■ WHAT IS REQUIRED ■
Please say whether each statement agrees with the football text below, answering yes or no and quoting the text's deciding words. (a) Duke Robinson is called a legit 1st Team All Big 12 Guard. (b) DeMarco Murray averaged under 5 yards per carry last year. (c) The Sooner OL always get great movement at the point of attack.

:: PAGE EXCERPT ::

My tomahawk yearns for the heart of the Grey Hair
Despite his humble demeanor, Bradford's Big 12 Media Day included this statement about Mack Brown:
"Know this, when the Grey Hair is dead, I will eat his heart. Before he dies, Auston English will put Chris Jesse under the knife so that Grey Hair will know his seed is wiped out forever."
This is incendiary talk even for a rival. Though Texas fans quietly endorse his sentiments about Chris Jesse. Before Bradford, the last great Native American impact players were Sonny Sixkiller, Wahoo McDaniel, Jim Thorpe, Sitting Bull, and the Mel Brooks chieftain in Blazing Saddles. So he is in select company.
Over the past three years, the OU OL walked a razor's edge with injuries, Kevin Wilson serial killings, defections to Cuba, and general pansy assed quitting, but they've developed a massive and rather good OL. Or as Bradford calls them: Angry-Buffalo-Who-Stampede-All-Greater-Norman-Area-Buffets. The Sooner OL don't always get great movement at the point of attack against a low pad level (see Virginia, West), but they're big bodies that will lock up and screen your guys sufficiently to allow one of the Sooners RBs to get to daylight. They do a nice job of protecting Bradford in OU's quick passing game (the latter reinforcing the former).
The gargantuan Phil Loadholt has particularly sweet feet for such a big man. Indeed, Mad Dog was once observed licking Loadholt's achilles tendons during pre-game warm-ups. When Loadholt sweats the caramel lick spouting from his phalanges is irresistible to the morbidly corpulent even though his thigh pads smell like Madonna's perineum after NBA All-Star Weekend. Duke Robinson is a legit 1st Team All Big 12 Guard. Jon Cooper is their overrated center that the lazy media places on their ballots for First Team All Big 12 because they see line play as an unfathomable mass of moving color and they have to rely on other's opinions after the event to know what just happened. Much like a Pink Floyd concert.
Useful Sooner OL quick fact: If you dart Branndon Braxton, they'll all mill around him nervously licking the air and you can pick them off one by one. To get close enough to tranc him, garb yourself in the pelt of a Domino's pizza man and disguise your scent with David Boren's tinkle.
When healthy, DeMarco Murray may be the most talented back in the league. Last year he averaged over 6 yards per carry and one TD every ten carries - ratios almost as impressive as the OU player time worked vs. pay scale at Big Red Autos. Remember Big Red Autos? Back when Rhett Bomar used to make the Sooner players work there! Or else he'd kill them!

:::
:: DATA SHOWN ::

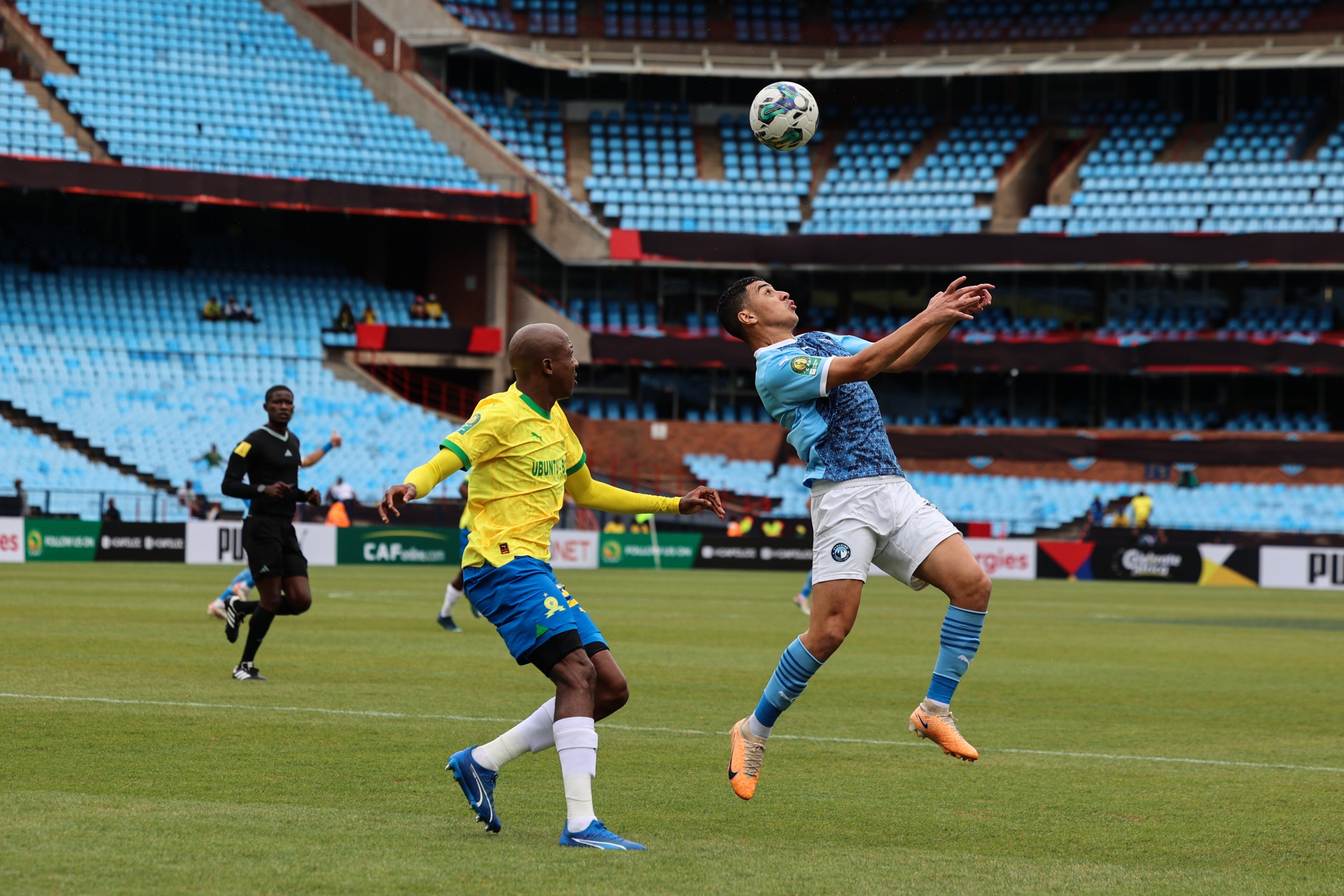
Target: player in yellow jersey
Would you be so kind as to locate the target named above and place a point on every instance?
(525, 457)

:::

■ EXERCISE RESULT ■
(a) Yes: "Duke Robinson is a legit 1st Team All Big 12 Guard."
(b) No: "Last year he averaged over 6 yards per carry"
(c) No: "The Sooner OL don't always get great movement at the point of attack against a low pad level"